▶ [What you need to do]:
Your answer should consist of the lines in the following data that contain "below".

▶ [Data section]:
··········
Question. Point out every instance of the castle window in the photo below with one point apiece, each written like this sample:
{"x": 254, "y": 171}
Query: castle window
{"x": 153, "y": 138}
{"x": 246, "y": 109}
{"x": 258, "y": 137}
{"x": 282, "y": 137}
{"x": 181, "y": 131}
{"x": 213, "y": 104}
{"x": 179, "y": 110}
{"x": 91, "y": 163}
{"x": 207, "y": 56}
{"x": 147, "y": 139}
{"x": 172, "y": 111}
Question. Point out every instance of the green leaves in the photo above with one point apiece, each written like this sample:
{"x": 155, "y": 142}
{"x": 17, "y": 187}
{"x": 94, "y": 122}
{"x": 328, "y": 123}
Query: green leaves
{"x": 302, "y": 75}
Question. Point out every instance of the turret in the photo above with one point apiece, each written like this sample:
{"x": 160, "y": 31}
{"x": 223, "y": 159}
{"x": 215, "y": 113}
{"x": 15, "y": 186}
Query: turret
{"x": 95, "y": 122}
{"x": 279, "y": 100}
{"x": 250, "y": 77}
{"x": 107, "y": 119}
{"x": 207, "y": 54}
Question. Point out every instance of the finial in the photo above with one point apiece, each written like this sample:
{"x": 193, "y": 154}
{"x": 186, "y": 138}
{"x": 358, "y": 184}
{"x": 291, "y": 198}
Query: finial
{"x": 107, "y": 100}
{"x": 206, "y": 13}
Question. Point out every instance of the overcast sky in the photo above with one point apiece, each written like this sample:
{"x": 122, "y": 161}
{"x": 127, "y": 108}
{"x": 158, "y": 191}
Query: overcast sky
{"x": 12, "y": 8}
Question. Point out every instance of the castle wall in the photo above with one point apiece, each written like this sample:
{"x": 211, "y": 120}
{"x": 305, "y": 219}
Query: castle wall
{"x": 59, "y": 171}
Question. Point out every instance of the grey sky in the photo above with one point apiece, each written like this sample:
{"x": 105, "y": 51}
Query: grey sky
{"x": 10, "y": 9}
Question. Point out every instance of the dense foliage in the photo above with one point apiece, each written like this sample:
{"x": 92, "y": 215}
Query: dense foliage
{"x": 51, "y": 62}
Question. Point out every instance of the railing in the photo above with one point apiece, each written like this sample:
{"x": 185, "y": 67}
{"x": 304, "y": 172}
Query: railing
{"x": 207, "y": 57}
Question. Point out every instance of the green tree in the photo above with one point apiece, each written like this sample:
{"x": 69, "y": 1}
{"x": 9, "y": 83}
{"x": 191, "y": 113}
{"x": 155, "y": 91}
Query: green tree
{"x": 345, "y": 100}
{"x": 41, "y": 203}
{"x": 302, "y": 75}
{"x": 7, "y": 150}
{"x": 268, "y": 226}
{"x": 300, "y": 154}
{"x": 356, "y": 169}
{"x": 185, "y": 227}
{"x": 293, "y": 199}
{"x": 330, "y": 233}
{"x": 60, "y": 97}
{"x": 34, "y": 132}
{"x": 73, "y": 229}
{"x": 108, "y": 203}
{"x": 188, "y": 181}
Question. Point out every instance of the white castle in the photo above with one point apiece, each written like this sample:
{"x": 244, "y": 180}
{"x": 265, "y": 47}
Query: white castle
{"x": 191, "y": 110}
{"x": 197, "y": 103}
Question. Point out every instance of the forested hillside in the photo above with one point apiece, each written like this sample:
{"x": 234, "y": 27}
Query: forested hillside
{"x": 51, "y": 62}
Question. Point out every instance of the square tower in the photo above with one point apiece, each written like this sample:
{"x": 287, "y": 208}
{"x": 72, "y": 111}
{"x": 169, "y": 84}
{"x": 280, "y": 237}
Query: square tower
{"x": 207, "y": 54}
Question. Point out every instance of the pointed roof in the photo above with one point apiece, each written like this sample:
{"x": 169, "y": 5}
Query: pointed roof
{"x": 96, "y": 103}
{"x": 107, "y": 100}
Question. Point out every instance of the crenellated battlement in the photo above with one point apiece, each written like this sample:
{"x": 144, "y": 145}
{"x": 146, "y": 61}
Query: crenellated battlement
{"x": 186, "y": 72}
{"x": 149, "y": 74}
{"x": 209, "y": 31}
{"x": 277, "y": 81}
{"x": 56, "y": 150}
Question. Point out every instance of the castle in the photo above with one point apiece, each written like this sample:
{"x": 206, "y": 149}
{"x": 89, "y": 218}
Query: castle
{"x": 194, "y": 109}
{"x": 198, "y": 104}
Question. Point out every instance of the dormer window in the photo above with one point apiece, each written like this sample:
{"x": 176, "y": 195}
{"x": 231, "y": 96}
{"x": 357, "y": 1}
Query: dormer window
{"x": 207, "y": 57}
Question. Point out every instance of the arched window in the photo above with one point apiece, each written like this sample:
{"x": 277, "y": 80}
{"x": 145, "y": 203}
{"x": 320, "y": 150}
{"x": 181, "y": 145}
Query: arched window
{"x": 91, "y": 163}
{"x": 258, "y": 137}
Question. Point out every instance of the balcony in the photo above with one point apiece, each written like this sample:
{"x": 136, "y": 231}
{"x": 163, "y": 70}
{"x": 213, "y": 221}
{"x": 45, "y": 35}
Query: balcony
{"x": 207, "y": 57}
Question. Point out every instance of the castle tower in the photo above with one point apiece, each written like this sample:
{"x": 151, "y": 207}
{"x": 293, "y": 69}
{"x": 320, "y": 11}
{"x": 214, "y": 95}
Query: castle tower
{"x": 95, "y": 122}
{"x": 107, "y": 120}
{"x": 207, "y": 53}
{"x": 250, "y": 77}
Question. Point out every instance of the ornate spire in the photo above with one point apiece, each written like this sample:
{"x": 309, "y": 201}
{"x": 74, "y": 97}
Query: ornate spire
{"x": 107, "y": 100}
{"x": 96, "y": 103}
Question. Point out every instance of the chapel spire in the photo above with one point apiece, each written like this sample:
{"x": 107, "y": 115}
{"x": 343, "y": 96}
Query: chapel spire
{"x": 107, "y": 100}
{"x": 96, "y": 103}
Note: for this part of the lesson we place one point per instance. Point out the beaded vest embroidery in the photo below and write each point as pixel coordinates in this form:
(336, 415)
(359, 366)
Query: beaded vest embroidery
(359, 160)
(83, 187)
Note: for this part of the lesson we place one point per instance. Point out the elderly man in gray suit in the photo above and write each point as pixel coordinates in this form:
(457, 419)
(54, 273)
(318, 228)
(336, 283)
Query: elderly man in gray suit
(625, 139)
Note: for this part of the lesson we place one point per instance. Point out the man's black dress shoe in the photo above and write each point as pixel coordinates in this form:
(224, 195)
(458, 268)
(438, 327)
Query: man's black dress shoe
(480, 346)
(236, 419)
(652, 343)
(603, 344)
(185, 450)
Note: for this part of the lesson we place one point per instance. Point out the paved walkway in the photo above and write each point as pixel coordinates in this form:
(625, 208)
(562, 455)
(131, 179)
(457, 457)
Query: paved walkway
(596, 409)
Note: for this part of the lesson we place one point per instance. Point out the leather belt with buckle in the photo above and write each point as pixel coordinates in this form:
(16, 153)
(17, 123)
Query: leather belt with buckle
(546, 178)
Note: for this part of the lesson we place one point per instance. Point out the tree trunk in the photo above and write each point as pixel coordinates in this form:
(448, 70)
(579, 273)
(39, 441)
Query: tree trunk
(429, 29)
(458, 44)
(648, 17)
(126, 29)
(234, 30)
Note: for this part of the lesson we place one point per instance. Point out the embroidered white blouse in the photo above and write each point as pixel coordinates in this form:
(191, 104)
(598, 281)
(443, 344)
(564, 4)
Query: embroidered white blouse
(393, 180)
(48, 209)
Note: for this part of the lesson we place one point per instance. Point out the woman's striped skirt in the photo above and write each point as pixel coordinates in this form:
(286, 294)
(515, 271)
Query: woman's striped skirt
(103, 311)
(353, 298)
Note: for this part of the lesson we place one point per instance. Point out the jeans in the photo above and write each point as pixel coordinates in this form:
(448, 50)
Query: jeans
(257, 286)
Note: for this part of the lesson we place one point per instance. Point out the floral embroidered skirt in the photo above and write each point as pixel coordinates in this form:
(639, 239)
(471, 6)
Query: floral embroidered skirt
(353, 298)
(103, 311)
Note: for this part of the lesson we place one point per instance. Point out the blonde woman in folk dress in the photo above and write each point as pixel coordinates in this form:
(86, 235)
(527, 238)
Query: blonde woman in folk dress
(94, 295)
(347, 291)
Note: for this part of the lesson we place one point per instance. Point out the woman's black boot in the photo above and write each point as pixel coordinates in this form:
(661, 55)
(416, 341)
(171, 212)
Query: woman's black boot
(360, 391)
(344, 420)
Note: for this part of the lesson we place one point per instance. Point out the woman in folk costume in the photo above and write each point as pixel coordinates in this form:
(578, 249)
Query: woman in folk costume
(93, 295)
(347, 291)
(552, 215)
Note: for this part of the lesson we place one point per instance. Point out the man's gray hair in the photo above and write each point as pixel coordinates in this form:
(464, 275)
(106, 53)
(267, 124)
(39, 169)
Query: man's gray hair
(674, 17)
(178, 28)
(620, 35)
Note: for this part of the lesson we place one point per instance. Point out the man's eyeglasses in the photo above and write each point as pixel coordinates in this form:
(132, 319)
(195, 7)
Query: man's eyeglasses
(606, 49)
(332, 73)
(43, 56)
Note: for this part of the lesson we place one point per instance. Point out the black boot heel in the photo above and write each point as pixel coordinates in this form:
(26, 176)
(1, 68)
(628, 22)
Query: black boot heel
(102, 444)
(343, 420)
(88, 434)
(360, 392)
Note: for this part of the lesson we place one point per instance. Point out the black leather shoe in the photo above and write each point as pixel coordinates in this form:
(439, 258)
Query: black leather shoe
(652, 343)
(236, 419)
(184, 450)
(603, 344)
··········
▶ [Written solution]:
Question. Point out every instance of the castle window in the photo below with one point apiece, each written like this sample:
Note: for this part of the lesson we place one point per instance. Point out the beaded vest embroidery in the photo below and write each point as pixel coordinates in this form:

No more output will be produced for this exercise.